Source passage:
_ _ _ _ _
Canada Alberta Government, Public Sector

Overview

In Mikisew Cree First Nation v. Alberta,1 [PDF] the Alberta Court of Appeal recently confirmed that a legal challenge to Alberta's regime for Crown-Indigenous consultation on oil sands and other development proposals may proceed. If ultimately successful on the merits, this legal challenge commenced by the Mikisew Cree First Nation (MCFN) and the Athabasca Chipewyan First Nation (ACFN) could result in significant changes to Alberta's Crown-Indigenous consultation process.

Background

MCFN and ACFN, both signatories to Treaty 8, commenced a statement of claim (the Action) and a judicial review (the Judicial Review) against the Alberta Crown with respect to alleged adverse impacts in their respective traditional territories due to oil sands development. Both the Action and Judicial Review challenge the Alberta Crown's generally applicable policies, guidelines and policies for Crown-Indigenous consultation on land and natural resource management decisions (the Consultation Regime) as constitutionally deficient.

The Alberta Crown applied to strike or stay the Action pursuant to rule 3.68 of the Alberta Rules of Court, Alta Reg 124/2010 for failure to disclose a reasonable claim because, among other things, declaratory relief is not available. The Alberta Crown also filed an application to strike the Judicial Review on the same grounds as the Action — asserting the Judicial Review failed to disclose a reasonable claim — or to strike or stay the same because it constituted an abuse of process under rule 3.68.

The chambers judge denied the Alberta Crown's applications and all alternative relief. The Alberta Crown appealed, arguing that, among other things, it should not have to litigate the same factual and legal issues with the same parties twice, and the relief the First Nations sought represented a collateral attack on all prior regulatory approvals issued under the Consultation Regime.

The Court of Appeal decision

The Court of Appeal denied the appeal, permitting both the Action and the Judicial Review to proceed.
_ _ _ _ _
Data provided:
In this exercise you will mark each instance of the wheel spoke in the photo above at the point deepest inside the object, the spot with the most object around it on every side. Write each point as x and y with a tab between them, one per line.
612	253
_ _ _ _ _
Goal: Set down the full passage on the Mikisew Cree First Nation v. Alberta appeal word for word, from its opening header to its final sentence.

Final answer:
Canada Alberta Government, Public Sector

Overview

In Mikisew Cree First Nation v. Alberta,1 [PDF] the Alberta Court of Appeal recently confirmed that a legal challenge to Alberta's regime for Crown-Indigenous consultation on oil sands and other development proposals may proceed. If ultimately successful on the merits, this legal challenge commenced by the Mikisew Cree First Nation (MCFN) and the Athabasca Chipewyan First Nation (ACFN) could result in significant changes to Alberta's Crown-Indigenous consultation process.

Background

MCFN and ACFN, both signatories to Treaty 8, commenced a statement of claim (the Action) and a judicial review (the Judicial Review) against the Alberta Crown with respect to alleged adverse impacts in their respective traditional territories due to oil sands development. Both the Action and Judicial Review challenge the Alberta Crown's generally applicable policies, guidelines and policies for Crown-Indigenous consultation on land and natural resource management decisions (the Consultation Regime) as constitutionally deficient.

The Alberta Crown applied to strike or stay the Action pursuant to rule 3.68 of the Alberta Rules of Court, Alta Reg 124/2010 for failure to disclose a reasonable claim because, among other things, declaratory relief is not available. The Alberta Crown also filed an application to strike the Judicial Review on the same grounds as the Action — asserting the Judicial Review failed to disclose a reasonable claim — or to strike or stay the same because it constituted an abuse of process under rule 3.68.

The chambers judge denied the Alberta Crown's applications and all alternative relief. The Alberta Crown appealed, arguing that, among other things, it should not have to litigate the same factual and legal issues with the same parties twice, and the relief the First Nations sought represented a collateral attack on all prior regulatory approvals issued under the Consultation Regime.

The Court of Appeal decision

The Court of Appeal denied the appeal, permitting both the Action and the Judicial Review to proceed.